> _TASK INSTRUCTIONS_:
Render the lines from the one containing "metal leg is?" through the one containing "[323,92,354,309]" as a two-column CSV with the headers text and answer. Give one row for each line paired with the answer line that follows it, each value in its own quoted field with any line breaks turned into spaces.
═════ RECORD EXTRACTS ═════
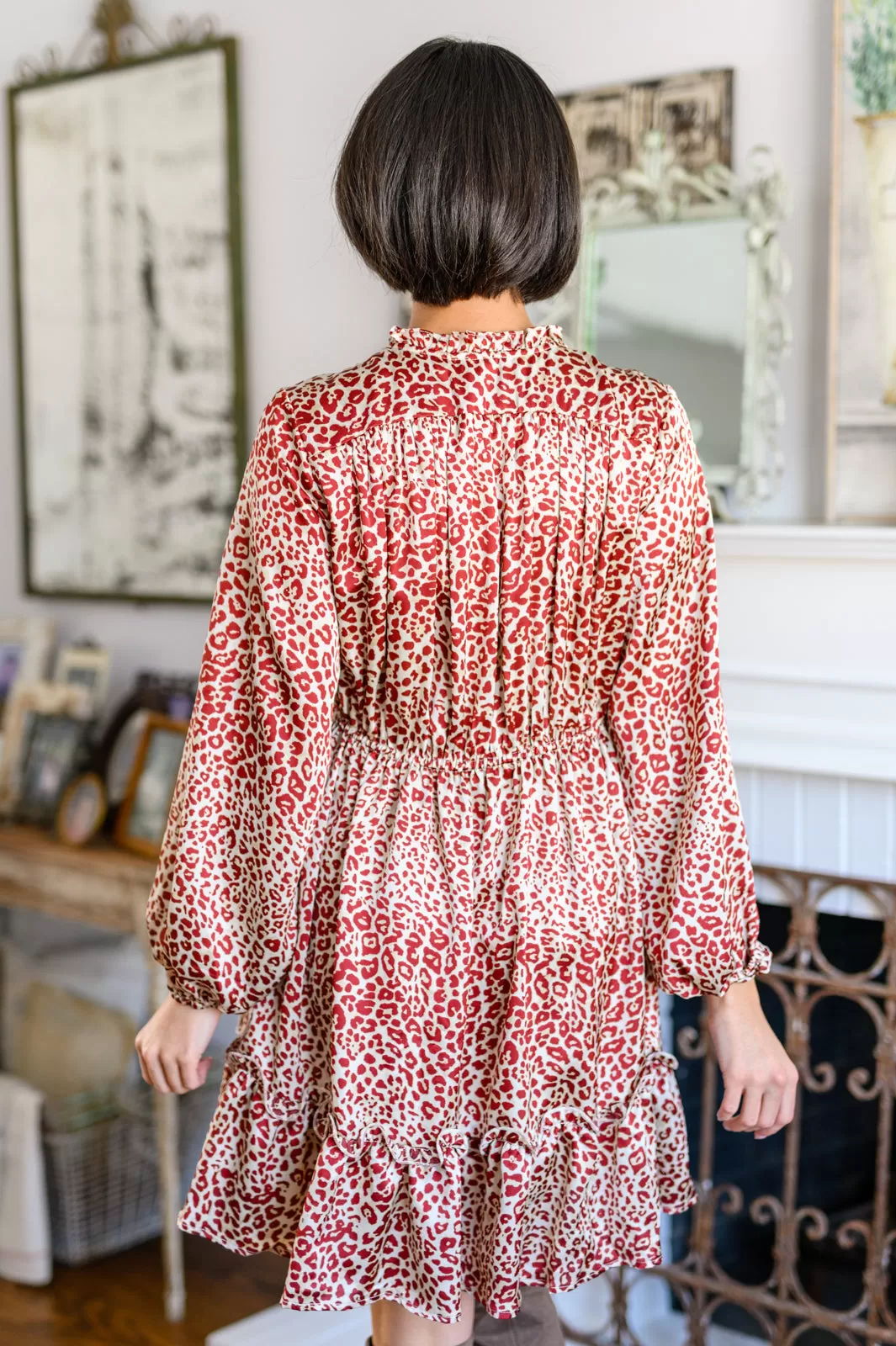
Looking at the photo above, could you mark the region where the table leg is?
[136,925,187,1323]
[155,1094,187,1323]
═════
═════ RECORD EXTRACTS ═════
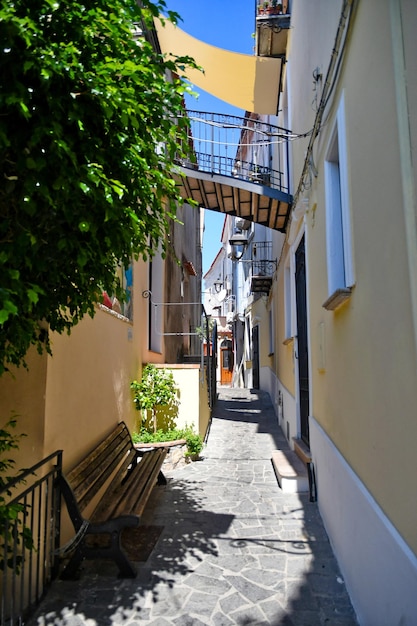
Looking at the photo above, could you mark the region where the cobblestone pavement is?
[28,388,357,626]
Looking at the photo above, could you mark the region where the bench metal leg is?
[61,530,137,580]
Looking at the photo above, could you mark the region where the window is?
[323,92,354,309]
═════
> _SOLUTION TO THIS TASK_:
text,answer
"Looking at the photo above, could you mark the region where the bench metal leg is?","[61,530,137,580]"
"Looking at the photo above, could you mark the region where the window is?","[323,92,354,309]"